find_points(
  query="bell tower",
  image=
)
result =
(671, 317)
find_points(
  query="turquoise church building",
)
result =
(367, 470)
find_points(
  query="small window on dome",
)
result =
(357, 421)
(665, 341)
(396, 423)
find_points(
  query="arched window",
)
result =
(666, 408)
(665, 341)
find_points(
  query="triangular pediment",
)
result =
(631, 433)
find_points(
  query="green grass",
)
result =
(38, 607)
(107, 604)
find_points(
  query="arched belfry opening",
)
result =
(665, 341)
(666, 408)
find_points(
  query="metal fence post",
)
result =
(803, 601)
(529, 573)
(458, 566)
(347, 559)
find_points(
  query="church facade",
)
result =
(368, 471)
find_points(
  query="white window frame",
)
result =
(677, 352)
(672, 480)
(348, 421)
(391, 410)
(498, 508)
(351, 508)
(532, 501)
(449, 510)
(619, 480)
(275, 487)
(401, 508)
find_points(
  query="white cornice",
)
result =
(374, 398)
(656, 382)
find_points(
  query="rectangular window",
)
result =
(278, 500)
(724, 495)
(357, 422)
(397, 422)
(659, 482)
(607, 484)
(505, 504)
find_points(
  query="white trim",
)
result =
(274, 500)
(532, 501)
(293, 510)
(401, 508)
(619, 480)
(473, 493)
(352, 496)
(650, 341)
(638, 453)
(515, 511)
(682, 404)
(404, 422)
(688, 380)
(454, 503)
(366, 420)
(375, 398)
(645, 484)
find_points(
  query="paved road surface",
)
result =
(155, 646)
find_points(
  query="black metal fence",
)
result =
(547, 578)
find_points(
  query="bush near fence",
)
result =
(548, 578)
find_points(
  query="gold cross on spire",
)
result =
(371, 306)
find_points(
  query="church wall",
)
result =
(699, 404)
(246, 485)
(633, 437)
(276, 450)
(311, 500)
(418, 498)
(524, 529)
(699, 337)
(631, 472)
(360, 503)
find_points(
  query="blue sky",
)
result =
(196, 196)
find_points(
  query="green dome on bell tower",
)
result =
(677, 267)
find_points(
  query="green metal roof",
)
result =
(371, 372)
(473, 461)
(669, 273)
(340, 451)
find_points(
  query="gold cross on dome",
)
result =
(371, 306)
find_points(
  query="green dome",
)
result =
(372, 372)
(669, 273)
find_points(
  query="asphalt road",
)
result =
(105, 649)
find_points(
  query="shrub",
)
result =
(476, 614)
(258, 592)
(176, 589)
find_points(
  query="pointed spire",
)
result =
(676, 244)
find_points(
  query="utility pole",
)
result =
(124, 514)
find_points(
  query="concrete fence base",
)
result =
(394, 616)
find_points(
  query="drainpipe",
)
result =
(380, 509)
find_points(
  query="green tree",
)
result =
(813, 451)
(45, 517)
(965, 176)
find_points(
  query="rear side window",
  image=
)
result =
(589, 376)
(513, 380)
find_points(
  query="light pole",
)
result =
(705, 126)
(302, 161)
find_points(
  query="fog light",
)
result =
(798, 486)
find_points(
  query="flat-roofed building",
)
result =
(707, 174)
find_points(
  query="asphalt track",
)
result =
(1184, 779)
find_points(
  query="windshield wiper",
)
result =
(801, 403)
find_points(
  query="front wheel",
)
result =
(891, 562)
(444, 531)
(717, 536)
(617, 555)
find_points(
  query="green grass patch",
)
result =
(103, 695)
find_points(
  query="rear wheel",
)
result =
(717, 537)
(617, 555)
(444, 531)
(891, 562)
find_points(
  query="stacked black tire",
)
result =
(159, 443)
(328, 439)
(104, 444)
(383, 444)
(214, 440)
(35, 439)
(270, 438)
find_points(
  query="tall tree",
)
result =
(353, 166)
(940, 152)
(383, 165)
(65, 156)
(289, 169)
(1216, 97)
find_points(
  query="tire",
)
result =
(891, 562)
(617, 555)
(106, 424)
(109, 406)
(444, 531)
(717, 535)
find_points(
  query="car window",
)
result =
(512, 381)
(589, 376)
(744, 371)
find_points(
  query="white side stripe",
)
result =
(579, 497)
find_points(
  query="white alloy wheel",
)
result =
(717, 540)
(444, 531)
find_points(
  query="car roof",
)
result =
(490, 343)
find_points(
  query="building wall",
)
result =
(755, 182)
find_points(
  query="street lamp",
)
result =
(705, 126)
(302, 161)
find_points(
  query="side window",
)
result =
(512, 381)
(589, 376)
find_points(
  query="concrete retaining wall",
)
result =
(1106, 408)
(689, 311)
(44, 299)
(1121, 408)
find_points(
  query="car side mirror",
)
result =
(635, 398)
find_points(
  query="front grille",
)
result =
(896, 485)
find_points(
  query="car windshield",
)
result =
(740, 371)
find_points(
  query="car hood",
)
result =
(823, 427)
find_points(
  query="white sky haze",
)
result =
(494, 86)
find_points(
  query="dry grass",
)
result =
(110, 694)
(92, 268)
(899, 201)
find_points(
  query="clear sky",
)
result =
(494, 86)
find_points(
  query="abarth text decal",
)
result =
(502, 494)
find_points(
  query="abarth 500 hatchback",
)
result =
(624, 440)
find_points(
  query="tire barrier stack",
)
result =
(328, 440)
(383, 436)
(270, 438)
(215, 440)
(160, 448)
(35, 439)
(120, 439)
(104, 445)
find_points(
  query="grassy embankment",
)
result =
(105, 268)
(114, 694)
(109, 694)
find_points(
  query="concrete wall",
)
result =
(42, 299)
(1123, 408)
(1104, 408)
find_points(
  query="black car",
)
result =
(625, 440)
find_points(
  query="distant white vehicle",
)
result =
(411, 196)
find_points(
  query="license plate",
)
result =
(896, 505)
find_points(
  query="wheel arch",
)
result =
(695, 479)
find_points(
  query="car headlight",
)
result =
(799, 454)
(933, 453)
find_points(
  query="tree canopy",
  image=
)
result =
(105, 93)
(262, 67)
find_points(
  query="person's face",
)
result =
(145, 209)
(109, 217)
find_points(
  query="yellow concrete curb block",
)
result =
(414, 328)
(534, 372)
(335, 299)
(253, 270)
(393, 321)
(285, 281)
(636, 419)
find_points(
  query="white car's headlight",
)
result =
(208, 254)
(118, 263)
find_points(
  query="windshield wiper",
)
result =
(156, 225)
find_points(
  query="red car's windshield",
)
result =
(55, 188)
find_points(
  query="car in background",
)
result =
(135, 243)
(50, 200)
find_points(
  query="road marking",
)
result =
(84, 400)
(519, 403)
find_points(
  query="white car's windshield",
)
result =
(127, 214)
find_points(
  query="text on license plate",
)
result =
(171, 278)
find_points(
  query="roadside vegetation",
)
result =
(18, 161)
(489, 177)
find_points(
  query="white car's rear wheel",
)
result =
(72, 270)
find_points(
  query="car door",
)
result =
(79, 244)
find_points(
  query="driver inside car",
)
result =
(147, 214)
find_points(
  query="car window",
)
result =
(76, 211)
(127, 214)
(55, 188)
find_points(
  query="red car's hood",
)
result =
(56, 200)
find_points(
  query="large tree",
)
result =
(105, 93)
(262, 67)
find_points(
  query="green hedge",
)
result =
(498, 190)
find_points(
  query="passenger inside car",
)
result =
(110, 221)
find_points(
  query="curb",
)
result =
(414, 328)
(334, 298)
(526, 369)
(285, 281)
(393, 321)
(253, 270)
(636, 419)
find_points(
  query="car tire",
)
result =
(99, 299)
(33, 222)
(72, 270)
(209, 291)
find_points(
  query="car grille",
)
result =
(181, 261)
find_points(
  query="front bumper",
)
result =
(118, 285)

○ ○ ○ ○ ○ ○ ○

# [REQUIRED WORK]
All the records above need to be transcribed exactly and in full.

# [OUTPUT OF THE EXERCISE]
find_points(
  query="bell tower",
  image=
)
result =
(671, 317)
find_points(
  query="turquoise church building",
)
result =
(367, 470)
find_points(
  query="small window on dome",
)
result =
(357, 421)
(665, 341)
(396, 423)
find_points(
  query="arched window",
)
result =
(666, 408)
(665, 341)
find_points(
  query="triangular pediment",
)
result =
(631, 433)
find_points(
  query="green grass",
)
result =
(38, 607)
(107, 604)
find_points(
  query="arched belfry opening",
)
result =
(665, 341)
(666, 408)
find_points(
  query="metal fence post",
)
result =
(803, 601)
(529, 573)
(458, 566)
(347, 559)
find_points(
  query="church facade",
)
result =
(368, 471)
find_points(
  query="white window frame",
)
result =
(677, 352)
(672, 480)
(348, 421)
(391, 410)
(498, 508)
(351, 508)
(532, 501)
(449, 510)
(619, 480)
(275, 487)
(401, 508)
find_points(
  query="white cornice",
)
result =
(374, 398)
(656, 382)
find_points(
  query="rectangular window",
)
result =
(278, 500)
(724, 495)
(357, 422)
(397, 422)
(659, 482)
(607, 484)
(505, 504)
find_points(
  query="white trim",
)
result =
(274, 500)
(532, 501)
(293, 510)
(401, 508)
(619, 480)
(473, 493)
(352, 496)
(650, 341)
(638, 453)
(515, 511)
(682, 404)
(404, 422)
(688, 380)
(454, 503)
(366, 420)
(375, 398)
(645, 484)
find_points(
  query="paved road surface",
)
result =
(155, 646)
find_points(
  query="black metal fence",
)
result =
(547, 578)
find_points(
  query="bush near fence",
)
result =
(548, 578)
find_points(
  query="gold cross on spire",
)
result =
(371, 306)
find_points(
  query="church wall",
)
result =
(699, 404)
(246, 485)
(633, 437)
(276, 450)
(311, 500)
(418, 498)
(524, 529)
(699, 337)
(631, 472)
(360, 503)
find_points(
  query="blue sky",
)
result =
(196, 196)
find_points(
  query="green dome on bell tower",
)
result =
(677, 267)
find_points(
  query="green metal roof",
)
result =
(371, 372)
(473, 461)
(669, 273)
(340, 451)
find_points(
  query="gold cross on dome",
)
result =
(371, 306)
find_points(
  query="green dome",
)
result =
(372, 372)
(669, 273)
find_points(
  query="asphalt road",
)
result =
(105, 649)
find_points(
  query="shrub",
)
result =
(476, 614)
(258, 592)
(176, 589)
find_points(
  query="pointed spire",
)
result =
(676, 244)
find_points(
  query="utility pole",
)
result =
(124, 514)
find_points(
  query="concrete fence base",
)
result =
(394, 616)
find_points(
  query="drainpipe",
)
result =
(380, 509)
find_points(
  query="green tree",
)
result =
(813, 451)
(45, 517)
(965, 176)
find_points(
  query="rear side window",
  image=
)
result =
(589, 376)
(513, 380)
find_points(
  query="light pole",
)
result =
(705, 126)
(302, 161)
find_points(
  query="fog light",
)
result =
(798, 486)
find_points(
  query="flat-roofed building",
)
result =
(707, 174)
find_points(
  query="asphalt track",
)
result =
(1184, 779)
find_points(
  query="windshield wiper",
)
result =
(801, 403)
find_points(
  query="front wheel",
)
result =
(891, 562)
(444, 531)
(717, 536)
(617, 555)
find_points(
  query="green grass patch",
)
result =
(103, 695)
find_points(
  query="rear wheel",
)
result =
(717, 537)
(617, 555)
(444, 531)
(891, 562)
find_points(
  query="stacked black tire",
)
result =
(159, 443)
(328, 439)
(104, 444)
(383, 444)
(214, 440)
(35, 439)
(270, 438)
find_points(
  query="tall tree",
)
result =
(353, 166)
(940, 152)
(383, 165)
(65, 156)
(289, 169)
(1216, 97)
find_points(
  query="tire",
)
result =
(891, 562)
(617, 555)
(106, 424)
(109, 406)
(444, 531)
(717, 535)
find_points(
  query="car window",
)
result =
(512, 381)
(589, 376)
(744, 371)
find_points(
  query="white side stripe",
)
result =
(579, 497)
find_points(
  query="white alloy wheel",
)
result =
(717, 540)
(444, 531)
find_points(
  query="car roof",
)
result =
(490, 343)
find_points(
  query="building wall",
)
result =
(755, 182)
find_points(
  query="street lamp",
)
result =
(705, 126)
(302, 161)
find_points(
  query="side window",
)
result =
(512, 381)
(589, 376)
find_points(
  query="concrete retaining wall",
)
result =
(1106, 408)
(689, 311)
(44, 299)
(1121, 408)
find_points(
  query="car side mirror",
)
result =
(635, 398)
find_points(
  query="front grille",
)
result =
(896, 485)
find_points(
  query="car windshield",
)
result =
(740, 371)
find_points(
  query="car hood",
)
result =
(823, 427)
find_points(
  query="white sky haze",
)
result =
(494, 86)
find_points(
  query="dry grass",
)
result =
(110, 694)
(92, 268)
(899, 201)
find_points(
  query="clear sky",
)
result =
(494, 86)
find_points(
  query="abarth text decal",
)
result =
(502, 494)
find_points(
  query="abarth 500 hatchback",
)
result =
(624, 440)
find_points(
  query="tire barrier stack",
)
result =
(328, 440)
(383, 436)
(270, 438)
(215, 440)
(160, 448)
(35, 439)
(120, 439)
(104, 445)
find_points(
  query="grassy embankment",
)
result =
(105, 268)
(114, 694)
(109, 694)
find_points(
  query="concrete wall",
)
result =
(42, 299)
(1123, 408)
(1104, 408)
find_points(
  query="black car",
)
result =
(625, 440)
find_points(
  query="distant white vehicle",
)
result =
(411, 196)
find_points(
  query="license plate",
)
result =
(896, 505)
find_points(
  query="wheel arch",
)
result =
(695, 479)
find_points(
  query="car headlight",
)
result =
(799, 454)
(933, 453)
find_points(
  query="tree canopy",
  image=
)
result =
(105, 93)
(262, 67)
find_points(
  query="person's face",
)
result =
(145, 209)
(109, 217)
find_points(
  query="yellow concrete curb block",
)
result =
(414, 328)
(534, 372)
(335, 299)
(253, 270)
(393, 321)
(285, 281)
(636, 419)
find_points(
  query="white car's headlight",
)
result =
(208, 254)
(118, 263)
find_points(
  query="windshield wiper",
)
result =
(156, 225)
find_points(
  query="red car's windshield",
)
result =
(55, 188)
find_points(
  query="car in background",
)
result =
(135, 243)
(50, 200)
find_points(
  query="road marking",
)
result =
(84, 400)
(519, 403)
find_points(
  query="white car's windshield",
)
result =
(127, 214)
find_points(
  query="text on license plate",
)
result =
(171, 278)
find_points(
  query="roadside vegetation",
)
result =
(18, 161)
(489, 177)
find_points(
  query="white car's rear wheel",
)
result =
(72, 270)
find_points(
  query="car door",
)
result =
(79, 244)
find_points(
  query="driver inside car",
)
result =
(147, 214)
find_points(
  query="car window",
)
result =
(76, 211)
(127, 214)
(55, 188)
find_points(
  query="red car's hood",
)
result =
(56, 200)
find_points(
  query="large tree",
)
result =
(105, 93)
(262, 67)
find_points(
  query="green hedge",
)
result =
(498, 190)
find_points(
  query="passenger inside car",
)
result =
(110, 221)
find_points(
  query="curb",
)
result =
(414, 328)
(334, 298)
(526, 369)
(285, 281)
(393, 321)
(253, 270)
(636, 419)
find_points(
  query="car tire",
)
result =
(99, 299)
(33, 222)
(72, 270)
(209, 291)
find_points(
  query="car grille",
)
result =
(181, 261)
find_points(
  query="front bumper",
)
result =
(118, 285)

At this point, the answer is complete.